▸ **Your task**
Report how many lines of the data below contain the word "juice", giving only the number. Case counts.
>> start Supplied records
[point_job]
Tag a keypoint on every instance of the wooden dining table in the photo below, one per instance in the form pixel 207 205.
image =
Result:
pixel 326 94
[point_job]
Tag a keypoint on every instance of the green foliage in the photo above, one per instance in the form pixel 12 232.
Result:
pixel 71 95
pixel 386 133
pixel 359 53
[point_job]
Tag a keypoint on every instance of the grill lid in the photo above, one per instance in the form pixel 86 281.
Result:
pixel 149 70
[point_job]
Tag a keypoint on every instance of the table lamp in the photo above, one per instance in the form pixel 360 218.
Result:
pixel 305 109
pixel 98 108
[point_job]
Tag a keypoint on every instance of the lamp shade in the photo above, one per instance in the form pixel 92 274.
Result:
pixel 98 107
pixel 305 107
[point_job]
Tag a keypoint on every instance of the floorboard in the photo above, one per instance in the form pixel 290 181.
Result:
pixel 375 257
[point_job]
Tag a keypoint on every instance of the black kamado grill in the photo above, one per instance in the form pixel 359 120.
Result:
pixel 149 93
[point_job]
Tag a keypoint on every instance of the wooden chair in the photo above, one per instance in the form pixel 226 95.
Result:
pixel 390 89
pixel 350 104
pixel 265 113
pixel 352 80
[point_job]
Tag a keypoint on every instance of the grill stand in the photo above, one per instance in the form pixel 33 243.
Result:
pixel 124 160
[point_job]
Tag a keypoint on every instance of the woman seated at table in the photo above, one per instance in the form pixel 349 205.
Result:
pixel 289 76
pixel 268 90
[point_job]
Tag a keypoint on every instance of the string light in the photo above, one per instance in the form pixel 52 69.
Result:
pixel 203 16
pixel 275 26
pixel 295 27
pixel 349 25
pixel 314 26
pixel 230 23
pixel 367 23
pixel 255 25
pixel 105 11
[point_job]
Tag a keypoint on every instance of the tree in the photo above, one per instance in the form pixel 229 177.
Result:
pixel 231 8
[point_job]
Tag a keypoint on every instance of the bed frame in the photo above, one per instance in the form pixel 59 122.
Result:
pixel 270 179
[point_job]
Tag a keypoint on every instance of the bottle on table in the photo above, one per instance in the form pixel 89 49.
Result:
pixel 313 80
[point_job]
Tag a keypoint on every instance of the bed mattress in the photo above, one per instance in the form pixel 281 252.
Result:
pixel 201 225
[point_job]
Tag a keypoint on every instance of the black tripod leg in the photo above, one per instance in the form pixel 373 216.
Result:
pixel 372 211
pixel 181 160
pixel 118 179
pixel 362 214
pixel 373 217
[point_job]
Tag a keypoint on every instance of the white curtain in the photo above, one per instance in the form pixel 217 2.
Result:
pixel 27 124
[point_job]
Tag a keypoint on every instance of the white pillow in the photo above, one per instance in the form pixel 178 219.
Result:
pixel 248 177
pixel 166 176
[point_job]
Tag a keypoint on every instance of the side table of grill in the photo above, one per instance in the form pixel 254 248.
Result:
>> end Supplied records
>> start Supplied records
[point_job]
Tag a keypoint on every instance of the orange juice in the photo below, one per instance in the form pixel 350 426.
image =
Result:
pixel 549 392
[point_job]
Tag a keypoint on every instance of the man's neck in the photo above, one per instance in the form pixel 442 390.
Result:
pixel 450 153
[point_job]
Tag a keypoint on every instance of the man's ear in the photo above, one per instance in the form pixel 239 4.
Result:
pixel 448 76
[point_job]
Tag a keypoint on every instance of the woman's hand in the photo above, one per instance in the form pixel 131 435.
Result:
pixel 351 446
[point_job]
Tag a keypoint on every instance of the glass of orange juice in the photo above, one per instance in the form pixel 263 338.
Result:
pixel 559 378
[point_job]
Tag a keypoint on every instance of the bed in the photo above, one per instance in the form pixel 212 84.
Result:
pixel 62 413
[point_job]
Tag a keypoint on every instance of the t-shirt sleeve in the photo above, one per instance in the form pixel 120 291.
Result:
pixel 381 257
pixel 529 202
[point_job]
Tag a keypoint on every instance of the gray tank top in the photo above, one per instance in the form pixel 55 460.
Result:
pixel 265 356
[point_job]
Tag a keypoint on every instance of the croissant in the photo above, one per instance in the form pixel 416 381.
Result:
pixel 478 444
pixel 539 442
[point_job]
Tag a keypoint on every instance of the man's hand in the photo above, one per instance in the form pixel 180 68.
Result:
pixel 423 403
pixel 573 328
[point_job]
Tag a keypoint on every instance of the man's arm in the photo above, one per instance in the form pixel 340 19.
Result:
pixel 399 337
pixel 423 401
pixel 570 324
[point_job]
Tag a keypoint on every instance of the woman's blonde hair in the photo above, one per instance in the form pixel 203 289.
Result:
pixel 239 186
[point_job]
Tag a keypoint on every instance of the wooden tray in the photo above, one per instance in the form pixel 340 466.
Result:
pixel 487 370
>> end Supplied records
>> start Supplied records
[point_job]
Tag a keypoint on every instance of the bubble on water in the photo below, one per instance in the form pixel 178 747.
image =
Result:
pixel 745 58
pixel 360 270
>> end Supplied records
▸ **Final answer**
2